ACTIVITY:
Your output must be a faithful copy of the listing underneath.

↓↓↓

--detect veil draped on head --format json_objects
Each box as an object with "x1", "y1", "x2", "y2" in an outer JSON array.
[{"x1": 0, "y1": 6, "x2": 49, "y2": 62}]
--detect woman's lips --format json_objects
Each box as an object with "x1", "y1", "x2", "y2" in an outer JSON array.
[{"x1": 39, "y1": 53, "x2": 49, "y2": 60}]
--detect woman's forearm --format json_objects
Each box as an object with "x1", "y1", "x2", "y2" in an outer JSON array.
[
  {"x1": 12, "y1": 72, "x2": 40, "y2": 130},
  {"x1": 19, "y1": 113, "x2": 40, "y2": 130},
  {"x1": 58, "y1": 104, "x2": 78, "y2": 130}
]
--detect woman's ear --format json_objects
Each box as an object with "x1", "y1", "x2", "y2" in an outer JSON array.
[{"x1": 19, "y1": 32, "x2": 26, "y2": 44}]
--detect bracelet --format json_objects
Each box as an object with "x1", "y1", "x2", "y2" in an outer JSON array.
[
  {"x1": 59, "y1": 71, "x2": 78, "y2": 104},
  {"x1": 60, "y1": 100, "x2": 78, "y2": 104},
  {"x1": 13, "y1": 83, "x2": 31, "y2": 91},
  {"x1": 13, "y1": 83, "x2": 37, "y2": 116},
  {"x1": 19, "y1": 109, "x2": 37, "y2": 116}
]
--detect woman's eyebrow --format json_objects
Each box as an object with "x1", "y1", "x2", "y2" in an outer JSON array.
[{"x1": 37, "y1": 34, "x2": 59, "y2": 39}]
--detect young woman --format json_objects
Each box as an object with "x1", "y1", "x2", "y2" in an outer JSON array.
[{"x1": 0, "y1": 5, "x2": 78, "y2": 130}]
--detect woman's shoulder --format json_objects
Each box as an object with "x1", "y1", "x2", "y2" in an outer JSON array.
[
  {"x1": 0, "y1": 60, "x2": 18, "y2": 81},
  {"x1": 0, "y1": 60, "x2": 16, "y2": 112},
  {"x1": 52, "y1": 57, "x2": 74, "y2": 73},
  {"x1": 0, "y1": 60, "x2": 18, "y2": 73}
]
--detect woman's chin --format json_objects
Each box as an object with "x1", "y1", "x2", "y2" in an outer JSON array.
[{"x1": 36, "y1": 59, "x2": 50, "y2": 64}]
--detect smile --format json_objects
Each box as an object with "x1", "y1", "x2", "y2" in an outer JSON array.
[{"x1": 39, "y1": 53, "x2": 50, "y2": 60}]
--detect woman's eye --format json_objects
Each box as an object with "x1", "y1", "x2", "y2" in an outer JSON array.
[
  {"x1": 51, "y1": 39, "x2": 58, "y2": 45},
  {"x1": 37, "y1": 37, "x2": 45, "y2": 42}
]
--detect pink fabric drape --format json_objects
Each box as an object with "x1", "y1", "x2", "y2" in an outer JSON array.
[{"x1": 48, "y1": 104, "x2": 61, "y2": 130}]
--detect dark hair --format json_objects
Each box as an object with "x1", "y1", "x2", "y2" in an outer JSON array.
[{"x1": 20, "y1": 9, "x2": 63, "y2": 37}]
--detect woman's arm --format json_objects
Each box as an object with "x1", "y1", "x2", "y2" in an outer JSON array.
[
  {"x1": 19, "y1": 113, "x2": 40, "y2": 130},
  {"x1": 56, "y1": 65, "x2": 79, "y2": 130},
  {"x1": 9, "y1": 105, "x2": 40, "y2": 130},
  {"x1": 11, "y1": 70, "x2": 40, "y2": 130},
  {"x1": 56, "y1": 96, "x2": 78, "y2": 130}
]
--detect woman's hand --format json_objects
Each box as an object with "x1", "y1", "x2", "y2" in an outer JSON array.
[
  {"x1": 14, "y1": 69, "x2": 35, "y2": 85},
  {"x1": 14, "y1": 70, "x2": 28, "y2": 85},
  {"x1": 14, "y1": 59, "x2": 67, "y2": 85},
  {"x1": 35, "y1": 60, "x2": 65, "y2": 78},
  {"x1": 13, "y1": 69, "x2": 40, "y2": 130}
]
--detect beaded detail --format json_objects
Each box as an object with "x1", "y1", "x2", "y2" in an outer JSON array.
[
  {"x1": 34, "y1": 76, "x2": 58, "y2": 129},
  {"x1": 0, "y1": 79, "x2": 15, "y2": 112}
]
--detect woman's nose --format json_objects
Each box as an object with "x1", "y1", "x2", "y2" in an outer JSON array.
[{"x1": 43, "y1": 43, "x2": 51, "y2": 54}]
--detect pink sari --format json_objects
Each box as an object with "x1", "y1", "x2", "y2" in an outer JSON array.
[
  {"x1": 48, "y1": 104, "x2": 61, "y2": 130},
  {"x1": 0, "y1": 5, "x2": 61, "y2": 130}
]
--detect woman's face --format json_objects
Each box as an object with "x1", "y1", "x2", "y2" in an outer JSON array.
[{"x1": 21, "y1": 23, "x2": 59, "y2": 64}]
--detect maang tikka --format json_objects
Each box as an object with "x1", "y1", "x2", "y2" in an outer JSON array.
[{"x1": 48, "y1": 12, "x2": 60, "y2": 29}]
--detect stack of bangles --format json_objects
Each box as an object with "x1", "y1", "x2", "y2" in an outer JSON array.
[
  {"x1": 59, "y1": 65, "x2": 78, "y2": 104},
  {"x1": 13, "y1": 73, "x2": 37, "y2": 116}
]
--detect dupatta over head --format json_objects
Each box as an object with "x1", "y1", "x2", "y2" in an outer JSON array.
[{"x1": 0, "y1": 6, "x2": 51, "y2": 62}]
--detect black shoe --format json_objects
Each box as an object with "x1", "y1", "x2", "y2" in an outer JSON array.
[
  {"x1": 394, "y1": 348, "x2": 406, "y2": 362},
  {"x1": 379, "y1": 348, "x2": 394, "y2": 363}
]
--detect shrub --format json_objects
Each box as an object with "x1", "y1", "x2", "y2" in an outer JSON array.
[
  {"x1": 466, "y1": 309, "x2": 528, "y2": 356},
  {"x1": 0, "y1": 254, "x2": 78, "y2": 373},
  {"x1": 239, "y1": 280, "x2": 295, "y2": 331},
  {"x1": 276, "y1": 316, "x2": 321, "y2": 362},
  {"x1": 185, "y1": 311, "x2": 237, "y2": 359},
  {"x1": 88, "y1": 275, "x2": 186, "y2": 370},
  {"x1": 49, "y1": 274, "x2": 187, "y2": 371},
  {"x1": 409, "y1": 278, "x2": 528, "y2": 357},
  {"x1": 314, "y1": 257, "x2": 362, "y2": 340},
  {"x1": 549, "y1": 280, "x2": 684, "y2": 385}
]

↑↑↑

PROBLEM SOLUTION:
--detect veil draped on head --format json_objects
Each box as an object with "x1", "y1", "x2", "y2" in an outer JSON array.
[{"x1": 0, "y1": 6, "x2": 49, "y2": 62}]
--detect woman's lips --format json_objects
Each box as an object with "x1", "y1", "x2", "y2" in an outer JSON array.
[{"x1": 39, "y1": 53, "x2": 49, "y2": 60}]
--detect woman's forearm --format json_objects
Each box as an object with "x1", "y1", "x2", "y2" in an outer JSON array.
[
  {"x1": 12, "y1": 72, "x2": 40, "y2": 130},
  {"x1": 19, "y1": 113, "x2": 40, "y2": 130},
  {"x1": 58, "y1": 104, "x2": 78, "y2": 130}
]
--detect woman's ear --format json_objects
Each box as an object with "x1", "y1", "x2", "y2" in an outer JSON array.
[{"x1": 19, "y1": 32, "x2": 26, "y2": 44}]
--detect bracelet --format json_objects
Each box as an object with "x1", "y1", "x2", "y2" in an outer JSON array.
[
  {"x1": 59, "y1": 71, "x2": 78, "y2": 104},
  {"x1": 60, "y1": 100, "x2": 78, "y2": 104},
  {"x1": 13, "y1": 83, "x2": 31, "y2": 91},
  {"x1": 13, "y1": 83, "x2": 37, "y2": 116},
  {"x1": 19, "y1": 109, "x2": 37, "y2": 116}
]
--detect woman's eyebrow --format json_objects
Each box as an object with "x1", "y1", "x2", "y2" in an outer JSON array.
[{"x1": 37, "y1": 34, "x2": 59, "y2": 39}]
--detect young woman --format json_objects
Each box as an object with "x1", "y1", "x2", "y2" in an outer JSON array.
[{"x1": 0, "y1": 5, "x2": 78, "y2": 130}]
--detect woman's shoulder --format json_objects
Each box as an object with "x1", "y1", "x2", "y2" in an outer JSON array.
[
  {"x1": 0, "y1": 60, "x2": 18, "y2": 81},
  {"x1": 0, "y1": 60, "x2": 16, "y2": 112},
  {"x1": 52, "y1": 57, "x2": 74, "y2": 73},
  {"x1": 0, "y1": 60, "x2": 18, "y2": 73}
]
--detect woman's chin --format json_objects
Each box as an object with "x1", "y1", "x2", "y2" in an outer JSON array.
[{"x1": 36, "y1": 59, "x2": 50, "y2": 64}]
--detect smile --format json_objects
Each box as an object with "x1", "y1", "x2", "y2" in an outer JSON array.
[{"x1": 39, "y1": 53, "x2": 50, "y2": 60}]
--detect woman's eye --format json_objects
Each box as an object with "x1", "y1", "x2", "y2" in an outer JSON array.
[
  {"x1": 51, "y1": 39, "x2": 58, "y2": 45},
  {"x1": 37, "y1": 37, "x2": 45, "y2": 42}
]
--detect pink fabric drape --format json_objects
Each box as an object with "x1", "y1", "x2", "y2" in an outer JSON array.
[{"x1": 48, "y1": 104, "x2": 61, "y2": 130}]
--detect dark hair --format json_objects
Each box as an object with "x1", "y1", "x2", "y2" in an outer JSON array.
[{"x1": 20, "y1": 9, "x2": 63, "y2": 37}]
--detect woman's arm --format json_objects
Each box as an object with "x1", "y1", "x2", "y2" in an outer JSON array.
[
  {"x1": 19, "y1": 113, "x2": 40, "y2": 130},
  {"x1": 56, "y1": 65, "x2": 79, "y2": 130},
  {"x1": 9, "y1": 105, "x2": 40, "y2": 130},
  {"x1": 11, "y1": 70, "x2": 40, "y2": 130},
  {"x1": 56, "y1": 96, "x2": 78, "y2": 130}
]
--detect woman's hand --format json_objects
Each box as an object with "x1", "y1", "x2", "y2" in an outer JSON array.
[
  {"x1": 14, "y1": 69, "x2": 35, "y2": 85},
  {"x1": 14, "y1": 70, "x2": 28, "y2": 85},
  {"x1": 14, "y1": 59, "x2": 67, "y2": 85},
  {"x1": 35, "y1": 60, "x2": 65, "y2": 78},
  {"x1": 13, "y1": 69, "x2": 40, "y2": 130}
]
--detect beaded detail --format json_objects
Each box as an object with "x1", "y1", "x2", "y2" in an outer JSON array.
[
  {"x1": 34, "y1": 76, "x2": 58, "y2": 129},
  {"x1": 0, "y1": 79, "x2": 15, "y2": 112}
]
--detect woman's nose --format json_objects
Each box as an object with "x1", "y1", "x2", "y2" in an outer JSON array.
[{"x1": 43, "y1": 43, "x2": 51, "y2": 54}]
--detect pink sari --format json_objects
Each box as an object with "x1", "y1", "x2", "y2" in an outer JSON array.
[
  {"x1": 48, "y1": 104, "x2": 61, "y2": 130},
  {"x1": 0, "y1": 5, "x2": 61, "y2": 130}
]
--detect woman's face --format json_objects
Each box as an object with "x1", "y1", "x2", "y2" in an outer JSON array.
[{"x1": 21, "y1": 23, "x2": 59, "y2": 64}]
--detect maang tikka --format json_objects
Each box as an object with "x1", "y1", "x2", "y2" in an outer JSON array.
[{"x1": 48, "y1": 12, "x2": 60, "y2": 29}]
--detect stack of bangles --format json_objects
Each box as an object with "x1", "y1", "x2", "y2" in an outer JSON array.
[
  {"x1": 59, "y1": 65, "x2": 78, "y2": 104},
  {"x1": 13, "y1": 73, "x2": 37, "y2": 116}
]
--detect dupatta over head --format json_objects
Each box as an object with "x1", "y1", "x2", "y2" in an outer JSON array.
[{"x1": 0, "y1": 6, "x2": 51, "y2": 62}]
--detect black shoe --format json_objects
Each box as an object with "x1", "y1", "x2", "y2" in an outer JSON array.
[
  {"x1": 394, "y1": 348, "x2": 406, "y2": 362},
  {"x1": 379, "y1": 348, "x2": 394, "y2": 363}
]
--detect shrub --format json_objects
Each box as an object with "x1", "y1", "x2", "y2" in an outer JSON array.
[
  {"x1": 466, "y1": 309, "x2": 528, "y2": 356},
  {"x1": 0, "y1": 254, "x2": 78, "y2": 373},
  {"x1": 239, "y1": 280, "x2": 295, "y2": 331},
  {"x1": 276, "y1": 316, "x2": 321, "y2": 362},
  {"x1": 185, "y1": 311, "x2": 237, "y2": 359},
  {"x1": 88, "y1": 275, "x2": 186, "y2": 370},
  {"x1": 49, "y1": 274, "x2": 187, "y2": 371},
  {"x1": 409, "y1": 278, "x2": 528, "y2": 357},
  {"x1": 314, "y1": 257, "x2": 362, "y2": 340},
  {"x1": 549, "y1": 280, "x2": 684, "y2": 385}
]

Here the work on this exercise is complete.